### Set task
Can you rewrite every line of the entries, starting at the line that contains "Would you be able to mark the white" and ending at the last line of the entries, with 82 added to each x and y coordinate value?

### Excerpted data
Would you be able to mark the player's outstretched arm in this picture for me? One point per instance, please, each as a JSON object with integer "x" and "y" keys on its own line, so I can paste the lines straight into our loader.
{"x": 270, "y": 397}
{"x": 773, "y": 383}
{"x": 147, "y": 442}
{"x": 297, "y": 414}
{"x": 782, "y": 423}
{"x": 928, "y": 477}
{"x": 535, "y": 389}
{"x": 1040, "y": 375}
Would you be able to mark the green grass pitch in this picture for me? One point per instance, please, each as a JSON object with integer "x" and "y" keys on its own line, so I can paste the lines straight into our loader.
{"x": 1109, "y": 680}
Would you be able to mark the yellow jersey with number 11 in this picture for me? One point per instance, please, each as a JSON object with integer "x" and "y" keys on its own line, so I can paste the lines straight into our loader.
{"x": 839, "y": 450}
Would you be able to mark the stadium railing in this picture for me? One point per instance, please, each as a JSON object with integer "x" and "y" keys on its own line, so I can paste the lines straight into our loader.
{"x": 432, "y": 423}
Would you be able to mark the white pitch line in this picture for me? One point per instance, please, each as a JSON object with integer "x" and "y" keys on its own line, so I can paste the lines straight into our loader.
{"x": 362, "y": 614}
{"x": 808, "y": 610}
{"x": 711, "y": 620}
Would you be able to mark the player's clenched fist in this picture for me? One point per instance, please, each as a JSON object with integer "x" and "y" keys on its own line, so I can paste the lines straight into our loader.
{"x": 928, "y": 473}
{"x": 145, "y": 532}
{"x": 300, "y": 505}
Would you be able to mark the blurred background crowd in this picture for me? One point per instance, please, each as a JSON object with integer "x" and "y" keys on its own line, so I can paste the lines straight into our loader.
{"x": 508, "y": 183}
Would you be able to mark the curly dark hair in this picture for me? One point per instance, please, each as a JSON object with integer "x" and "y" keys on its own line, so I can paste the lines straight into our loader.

### Written answer
Would you be able to mark the white pitch line in this picture for me? One point per instance, please, each as a JSON object with integer "x" and "y" keys on its own line, so I can paste the lines straight into our loader.
{"x": 444, "y": 696}
{"x": 890, "y": 692}
{"x": 793, "y": 702}
Would you be able to mark the player's clenched fist in this picture for me? One point per instance, please, each as a JSON object with integer "x" and "y" keys on its own line, so I can paste the lines straight into our loader.
{"x": 1010, "y": 555}
{"x": 227, "y": 614}
{"x": 382, "y": 587}
Would you be able to mark the blurred background crowd in this picture for me? One point per instance, please, each as a JSON object with integer "x" and "y" keys on its own line, so I can paste the lines straight into our loader.
{"x": 590, "y": 265}
Would you be able to mark the curly dark hair in this picture for me? One point per instance, please, each as a JSON object with integer "x" and "y" keys on its own line, so I can paste the lines straight into our loader.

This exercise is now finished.